### TASK PROMPT
How many lines in the records below contain the word "sprig"? Answer with the number only.

### EXERCISE MATERIAL
::::::

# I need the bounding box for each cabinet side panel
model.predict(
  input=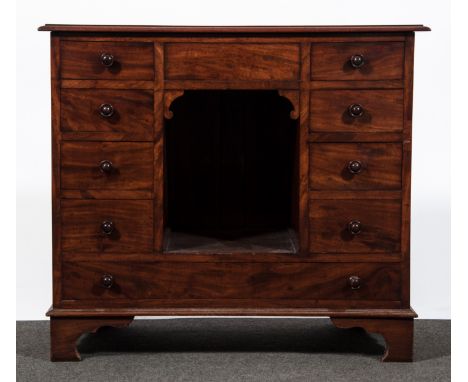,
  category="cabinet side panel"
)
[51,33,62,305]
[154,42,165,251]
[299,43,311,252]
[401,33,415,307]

::::::

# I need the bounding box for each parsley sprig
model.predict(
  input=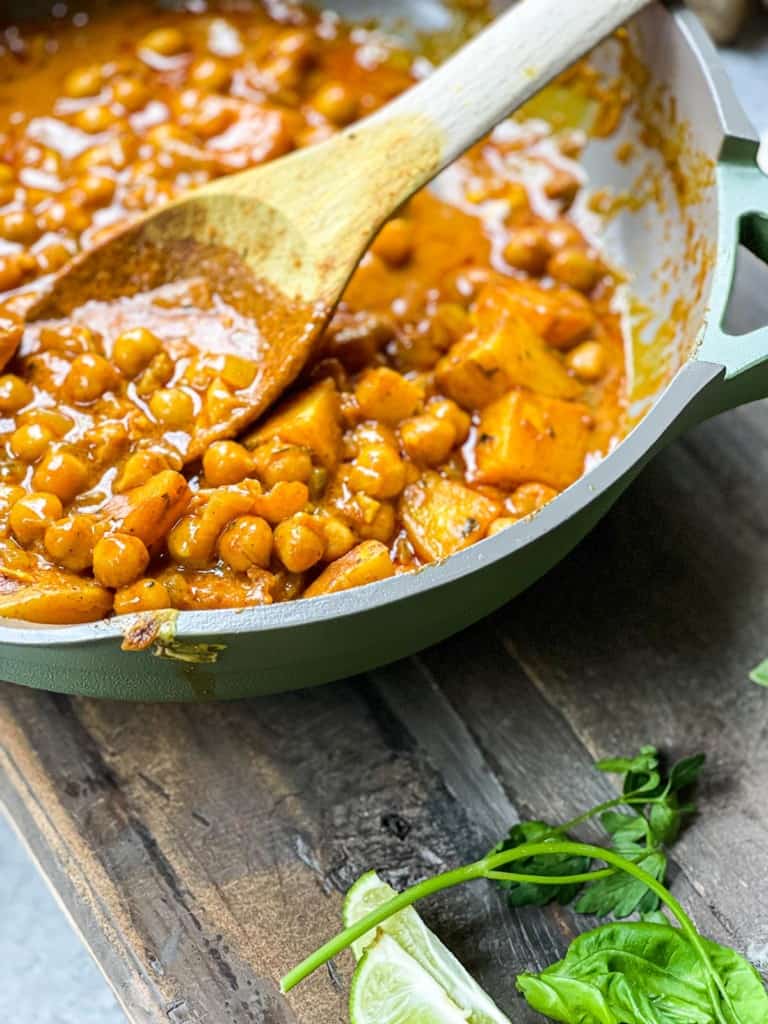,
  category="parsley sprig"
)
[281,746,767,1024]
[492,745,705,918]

::::::

### RESULT BELOW
2